===== Material for this task =====

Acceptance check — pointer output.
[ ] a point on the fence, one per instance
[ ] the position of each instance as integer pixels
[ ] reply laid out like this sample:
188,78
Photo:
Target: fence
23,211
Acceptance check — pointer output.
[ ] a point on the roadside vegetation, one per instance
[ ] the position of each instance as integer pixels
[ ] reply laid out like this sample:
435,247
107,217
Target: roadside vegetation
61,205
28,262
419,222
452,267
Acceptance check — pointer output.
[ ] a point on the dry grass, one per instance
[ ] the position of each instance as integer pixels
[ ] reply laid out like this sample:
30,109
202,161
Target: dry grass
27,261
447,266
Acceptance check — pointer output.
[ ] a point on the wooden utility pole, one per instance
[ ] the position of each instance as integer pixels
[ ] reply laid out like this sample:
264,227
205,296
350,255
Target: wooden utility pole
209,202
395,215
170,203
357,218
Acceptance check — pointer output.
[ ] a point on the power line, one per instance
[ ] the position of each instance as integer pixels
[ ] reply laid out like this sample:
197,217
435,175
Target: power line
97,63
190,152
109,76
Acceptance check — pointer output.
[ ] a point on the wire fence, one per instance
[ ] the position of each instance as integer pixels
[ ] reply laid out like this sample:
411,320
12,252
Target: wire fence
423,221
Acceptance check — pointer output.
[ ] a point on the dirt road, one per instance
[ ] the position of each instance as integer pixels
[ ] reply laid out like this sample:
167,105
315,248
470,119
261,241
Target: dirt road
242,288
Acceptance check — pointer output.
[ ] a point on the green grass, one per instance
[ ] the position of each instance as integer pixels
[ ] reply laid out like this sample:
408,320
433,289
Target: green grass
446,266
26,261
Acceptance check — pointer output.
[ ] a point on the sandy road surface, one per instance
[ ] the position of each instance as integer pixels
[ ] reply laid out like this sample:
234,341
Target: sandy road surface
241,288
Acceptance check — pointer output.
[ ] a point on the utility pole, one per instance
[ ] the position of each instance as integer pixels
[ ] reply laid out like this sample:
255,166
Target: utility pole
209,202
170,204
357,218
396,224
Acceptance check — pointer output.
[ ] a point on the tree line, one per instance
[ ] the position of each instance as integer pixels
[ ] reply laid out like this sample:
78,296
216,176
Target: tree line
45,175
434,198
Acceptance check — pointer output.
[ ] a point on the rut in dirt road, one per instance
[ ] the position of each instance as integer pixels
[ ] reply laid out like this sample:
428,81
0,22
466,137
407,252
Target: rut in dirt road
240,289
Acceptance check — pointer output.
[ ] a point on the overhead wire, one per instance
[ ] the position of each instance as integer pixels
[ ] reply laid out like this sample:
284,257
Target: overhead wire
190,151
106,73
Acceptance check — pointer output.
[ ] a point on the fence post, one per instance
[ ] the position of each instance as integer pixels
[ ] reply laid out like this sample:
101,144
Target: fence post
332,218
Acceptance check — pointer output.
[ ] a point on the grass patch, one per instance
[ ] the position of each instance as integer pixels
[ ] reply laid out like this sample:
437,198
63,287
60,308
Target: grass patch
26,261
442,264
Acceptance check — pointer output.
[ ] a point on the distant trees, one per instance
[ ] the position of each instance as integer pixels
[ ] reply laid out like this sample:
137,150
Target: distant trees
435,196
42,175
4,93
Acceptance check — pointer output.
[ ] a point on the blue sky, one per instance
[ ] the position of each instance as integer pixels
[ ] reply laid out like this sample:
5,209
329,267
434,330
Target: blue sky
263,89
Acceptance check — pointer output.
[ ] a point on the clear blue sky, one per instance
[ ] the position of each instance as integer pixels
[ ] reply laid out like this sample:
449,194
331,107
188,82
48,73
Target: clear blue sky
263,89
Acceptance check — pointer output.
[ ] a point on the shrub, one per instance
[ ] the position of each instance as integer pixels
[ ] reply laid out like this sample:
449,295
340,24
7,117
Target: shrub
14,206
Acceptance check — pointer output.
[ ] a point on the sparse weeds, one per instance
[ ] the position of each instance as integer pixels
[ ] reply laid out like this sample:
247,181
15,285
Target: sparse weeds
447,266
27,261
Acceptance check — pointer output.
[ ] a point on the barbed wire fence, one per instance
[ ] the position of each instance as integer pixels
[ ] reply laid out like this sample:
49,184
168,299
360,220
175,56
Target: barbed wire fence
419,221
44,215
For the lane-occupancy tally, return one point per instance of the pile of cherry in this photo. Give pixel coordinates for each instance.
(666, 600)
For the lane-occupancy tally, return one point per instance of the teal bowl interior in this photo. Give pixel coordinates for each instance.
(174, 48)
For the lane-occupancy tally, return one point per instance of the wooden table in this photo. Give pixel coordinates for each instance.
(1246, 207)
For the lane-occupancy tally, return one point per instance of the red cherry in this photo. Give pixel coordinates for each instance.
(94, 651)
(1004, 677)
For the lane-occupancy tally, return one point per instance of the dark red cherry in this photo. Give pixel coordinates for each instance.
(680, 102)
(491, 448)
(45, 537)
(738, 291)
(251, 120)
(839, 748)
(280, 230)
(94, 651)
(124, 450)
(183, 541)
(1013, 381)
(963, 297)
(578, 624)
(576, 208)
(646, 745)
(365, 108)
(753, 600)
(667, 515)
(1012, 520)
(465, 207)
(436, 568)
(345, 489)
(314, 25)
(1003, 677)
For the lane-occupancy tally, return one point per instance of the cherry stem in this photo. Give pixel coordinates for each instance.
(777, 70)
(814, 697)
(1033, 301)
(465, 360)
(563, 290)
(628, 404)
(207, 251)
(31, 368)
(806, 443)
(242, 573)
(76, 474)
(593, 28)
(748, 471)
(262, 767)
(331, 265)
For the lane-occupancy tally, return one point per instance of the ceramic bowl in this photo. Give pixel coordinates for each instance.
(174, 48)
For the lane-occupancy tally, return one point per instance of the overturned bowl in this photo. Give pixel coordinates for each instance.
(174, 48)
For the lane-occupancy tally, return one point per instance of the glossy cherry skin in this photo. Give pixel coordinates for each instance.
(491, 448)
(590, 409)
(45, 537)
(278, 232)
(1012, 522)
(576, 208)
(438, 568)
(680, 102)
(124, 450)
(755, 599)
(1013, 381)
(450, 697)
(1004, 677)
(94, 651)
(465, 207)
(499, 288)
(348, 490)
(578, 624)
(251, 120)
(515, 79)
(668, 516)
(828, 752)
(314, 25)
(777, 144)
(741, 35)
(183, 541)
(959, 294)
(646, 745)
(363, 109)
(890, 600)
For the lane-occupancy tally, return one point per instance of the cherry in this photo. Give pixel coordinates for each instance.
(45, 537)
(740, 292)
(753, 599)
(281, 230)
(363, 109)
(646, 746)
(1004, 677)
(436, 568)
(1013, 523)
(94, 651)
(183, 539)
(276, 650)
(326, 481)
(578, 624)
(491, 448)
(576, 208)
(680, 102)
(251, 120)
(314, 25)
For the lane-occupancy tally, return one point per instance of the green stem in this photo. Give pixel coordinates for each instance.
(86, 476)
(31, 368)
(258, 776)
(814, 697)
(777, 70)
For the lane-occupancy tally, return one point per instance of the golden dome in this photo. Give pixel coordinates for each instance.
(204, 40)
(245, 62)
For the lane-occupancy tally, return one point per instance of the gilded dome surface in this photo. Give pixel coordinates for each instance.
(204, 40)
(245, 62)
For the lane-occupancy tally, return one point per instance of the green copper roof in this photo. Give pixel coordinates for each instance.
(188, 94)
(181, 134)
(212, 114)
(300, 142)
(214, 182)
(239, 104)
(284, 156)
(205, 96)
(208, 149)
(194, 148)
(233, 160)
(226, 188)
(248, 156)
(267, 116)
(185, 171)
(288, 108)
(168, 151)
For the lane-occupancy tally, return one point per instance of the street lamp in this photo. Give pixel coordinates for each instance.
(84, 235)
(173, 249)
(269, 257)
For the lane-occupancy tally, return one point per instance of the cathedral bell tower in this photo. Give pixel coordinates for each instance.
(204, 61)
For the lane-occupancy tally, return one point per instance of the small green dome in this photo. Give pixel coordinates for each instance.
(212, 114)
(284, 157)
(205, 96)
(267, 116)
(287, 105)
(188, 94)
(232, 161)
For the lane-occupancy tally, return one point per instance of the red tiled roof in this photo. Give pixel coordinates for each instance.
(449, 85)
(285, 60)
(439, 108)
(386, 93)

=====

## Directions for this task
Print, please, the lines from the first line of the material through the line that contains "[ ] a point on the wooden", exactly as written and with nothing added.

## Task solution
Acceptance check — pointer output.
[ ] a point on the fence, one per instance
[ ] the position of each instance as integer pixels
[ ] reply laid out like this sample:
188,78
Photo:
Target: fence
23,211
Acceptance check — pointer output.
[ ] a point on the roadside vegetation, one per instance
[ ] the position of each instance as integer pixels
[ ] reply laid out like this sample:
435,247
107,217
Target: roadside vegetation
61,205
28,262
419,222
452,267
Acceptance check — pointer output.
[ ] a point on the dry grass, one per instance
[ ] the position of each instance as integer pixels
[ ] reply laid out like this sample:
30,109
202,161
Target: dry grass
27,261
447,266
Acceptance check — pointer output.
[ ] a point on the wooden utility pole, one per instance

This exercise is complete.